Great work by ALL our ALLIES for sharing online and talking to everyone they know… about the horror of Enbridge’s Line 93 (Line 3 Replacement pipeline) Construction. We are NOW the TOP STORY on MPR’s home page!!
Below is my commentary to the WI DNR regarding their proposed Line 5 Relocation project. You can review the project DEIS information and make your own comments through March 18th. (Note: This public input opportunity has been extended through April 15, 2022.)
You are invited to provide written comments on the Draft EIS. Send comments by email to DNROEEACOMMENTS@WI.GOV or by U.S. mail to “Line 5 EIS Comments, DNR (EA/7),” 101 South Webster Street Madison, WI 53707. All written comments must be emailed or postmarked no later than Friday, March 18, 2022.
This project is promoted by Enbridge as honoring the Bad River Band’s request… to remove the Line 5 pipeline from their watershed. However, as is obvious to all but the dullest among us, this removal WAS NOT ACCOMPLISHED with this NEW ROUTE. This pipeline relocation project LEAVES Line 5 within the watershed, thus CONTINUING to risk the waters of Lake Superior, one of the largest remaining freshwater sources for human survival.

What to work on
1. Copy the stretch of the entries from the line containing "find the pale" through the line containing "[645,143,711,282]", character for character, and nothing else.
2. Continue the commentary on the Line 5 relocation project, starting right after its last sentence.
The entries below do not come from the same source as the pipeline commentary.

Supplied information

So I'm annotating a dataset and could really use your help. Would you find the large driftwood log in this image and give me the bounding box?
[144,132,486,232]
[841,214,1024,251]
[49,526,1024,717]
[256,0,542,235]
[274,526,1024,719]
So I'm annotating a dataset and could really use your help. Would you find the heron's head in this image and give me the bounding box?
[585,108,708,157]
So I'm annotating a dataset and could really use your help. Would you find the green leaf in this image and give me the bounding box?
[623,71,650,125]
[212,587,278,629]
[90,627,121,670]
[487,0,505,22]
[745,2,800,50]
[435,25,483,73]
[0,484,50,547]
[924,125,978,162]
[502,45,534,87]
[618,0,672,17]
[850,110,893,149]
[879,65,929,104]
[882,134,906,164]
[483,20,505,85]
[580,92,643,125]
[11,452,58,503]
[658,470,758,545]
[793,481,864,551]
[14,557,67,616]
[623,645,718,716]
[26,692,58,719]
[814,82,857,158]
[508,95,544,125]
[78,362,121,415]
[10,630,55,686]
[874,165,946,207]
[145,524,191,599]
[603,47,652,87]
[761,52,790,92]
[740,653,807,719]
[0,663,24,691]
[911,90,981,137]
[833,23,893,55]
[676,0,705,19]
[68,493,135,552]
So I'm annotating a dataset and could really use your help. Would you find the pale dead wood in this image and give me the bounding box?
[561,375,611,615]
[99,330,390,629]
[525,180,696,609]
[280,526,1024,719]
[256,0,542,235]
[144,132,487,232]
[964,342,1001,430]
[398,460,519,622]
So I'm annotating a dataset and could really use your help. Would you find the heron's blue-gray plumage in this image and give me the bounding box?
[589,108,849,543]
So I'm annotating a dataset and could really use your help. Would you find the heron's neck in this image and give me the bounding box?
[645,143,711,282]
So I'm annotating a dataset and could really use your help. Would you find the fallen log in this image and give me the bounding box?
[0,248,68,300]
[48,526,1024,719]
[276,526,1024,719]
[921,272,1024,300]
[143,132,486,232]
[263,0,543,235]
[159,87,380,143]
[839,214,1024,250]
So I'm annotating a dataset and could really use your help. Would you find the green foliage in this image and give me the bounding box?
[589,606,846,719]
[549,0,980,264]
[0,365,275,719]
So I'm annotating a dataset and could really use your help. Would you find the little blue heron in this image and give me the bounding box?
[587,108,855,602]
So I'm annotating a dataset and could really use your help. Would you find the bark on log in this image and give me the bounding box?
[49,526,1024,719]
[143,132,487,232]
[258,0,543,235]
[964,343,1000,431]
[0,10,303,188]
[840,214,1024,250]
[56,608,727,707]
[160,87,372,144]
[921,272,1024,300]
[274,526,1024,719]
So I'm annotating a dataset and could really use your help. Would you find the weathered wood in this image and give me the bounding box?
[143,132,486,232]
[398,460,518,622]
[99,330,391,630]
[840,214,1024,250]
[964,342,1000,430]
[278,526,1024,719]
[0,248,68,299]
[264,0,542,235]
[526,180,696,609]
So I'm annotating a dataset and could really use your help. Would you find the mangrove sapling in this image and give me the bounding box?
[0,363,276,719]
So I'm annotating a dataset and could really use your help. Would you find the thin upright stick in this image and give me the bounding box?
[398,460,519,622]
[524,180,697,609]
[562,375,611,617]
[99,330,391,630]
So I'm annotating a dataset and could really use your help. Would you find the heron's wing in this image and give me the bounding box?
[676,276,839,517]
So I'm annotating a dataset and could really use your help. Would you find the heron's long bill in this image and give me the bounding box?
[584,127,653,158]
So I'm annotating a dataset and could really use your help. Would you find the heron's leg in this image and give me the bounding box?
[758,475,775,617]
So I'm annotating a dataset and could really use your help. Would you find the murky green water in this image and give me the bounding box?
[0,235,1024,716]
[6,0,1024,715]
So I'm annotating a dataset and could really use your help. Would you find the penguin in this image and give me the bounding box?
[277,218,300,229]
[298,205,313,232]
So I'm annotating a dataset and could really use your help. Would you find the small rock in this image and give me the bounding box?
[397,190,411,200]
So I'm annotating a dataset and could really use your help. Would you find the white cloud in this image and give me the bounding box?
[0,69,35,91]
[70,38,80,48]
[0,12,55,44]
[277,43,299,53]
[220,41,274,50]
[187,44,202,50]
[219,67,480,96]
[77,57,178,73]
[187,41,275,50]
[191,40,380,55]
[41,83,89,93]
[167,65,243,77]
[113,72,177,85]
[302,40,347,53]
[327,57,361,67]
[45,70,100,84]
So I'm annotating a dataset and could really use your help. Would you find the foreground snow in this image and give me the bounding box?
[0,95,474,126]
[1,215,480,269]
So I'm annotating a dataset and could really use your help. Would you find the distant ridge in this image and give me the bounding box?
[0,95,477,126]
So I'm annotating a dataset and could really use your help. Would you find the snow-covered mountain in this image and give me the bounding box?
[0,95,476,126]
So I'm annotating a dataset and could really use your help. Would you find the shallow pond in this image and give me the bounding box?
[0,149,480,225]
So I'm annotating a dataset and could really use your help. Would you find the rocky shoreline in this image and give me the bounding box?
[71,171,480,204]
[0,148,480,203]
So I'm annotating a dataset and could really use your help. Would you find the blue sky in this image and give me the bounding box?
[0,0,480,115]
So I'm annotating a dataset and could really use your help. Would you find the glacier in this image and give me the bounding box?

Set of answers
1.
So I'm annotating a dataset and could really use your help. Would you find the pale dead wood in this image and give me the bounding box?
[561,375,611,615]
[99,330,390,629]
[525,180,696,609]
[280,526,1024,719]
[256,0,542,235]
[144,132,487,232]
[964,342,1001,430]
[398,460,519,622]
So I'm annotating a dataset and could really use your help. Would you find the heron's blue-gray plumage in this image and give me the bounding box?
[589,108,849,543]
So I'm annotating a dataset and could really use your help. Would you find the heron's neck in this image and give me the bounding box?
[645,143,711,282]

2.
What could go wrong? Well, a quick look at the aftermath of the rushed Line 3 project in Minnesota has a few answers… and most of them involve risks of fresh water. Though, yes, the trees that were culled remain the most visible damage, as the scar of this new corridor of destruction is most clear as it passes through forests where thousands of our relatives were culled for a tar sands pipeline to make its way.
And many are, in hindsight, realizing the aftermath of Enbridge’s destruction of our landscape. For example, this recent LTE from Matt Horning, a physician along the new route, which notes this key directive with regard to the Line 5 Re-Route project:
All concerned should request the DNR and ACE safeguard aquifers, monitor private wells at baseline and during pipeline construction and operation, and record and publish the chemical structures and amounts of all drilling materials used and recovered at each HDD site.”
Matt Horning, an Ashland physician who owns property along the L5 re-route3/4/22 LTE
Matt is right. The Minnesota Pollution Control Agency, in NOT requiring Enbridge to account for all the horizontal directional drilling mud INTO and OUT OF their drill sites, seem to have assured that Minnesotans would not have the access to information on how much of this drill mud was left in our land. It is clear now, as we continue to see brown and orange continuing to upwell in our landscape and show visible evidence of change in our rivers, that Enbridge DID NOT clean up their frac-out messes.
In the end, tribal members and citizen scientists are seemingly the only ones working now to document the tragedy that remains… in hopes we can bring accountability for real clean-up. And, indeed, prevent Enbridge from poisoning the lands and waters of what we now call Wisconsin and Michigan.
Based on what we’re finding thus far, Wisconsin has a lot to concern them if Minnesota is any indication.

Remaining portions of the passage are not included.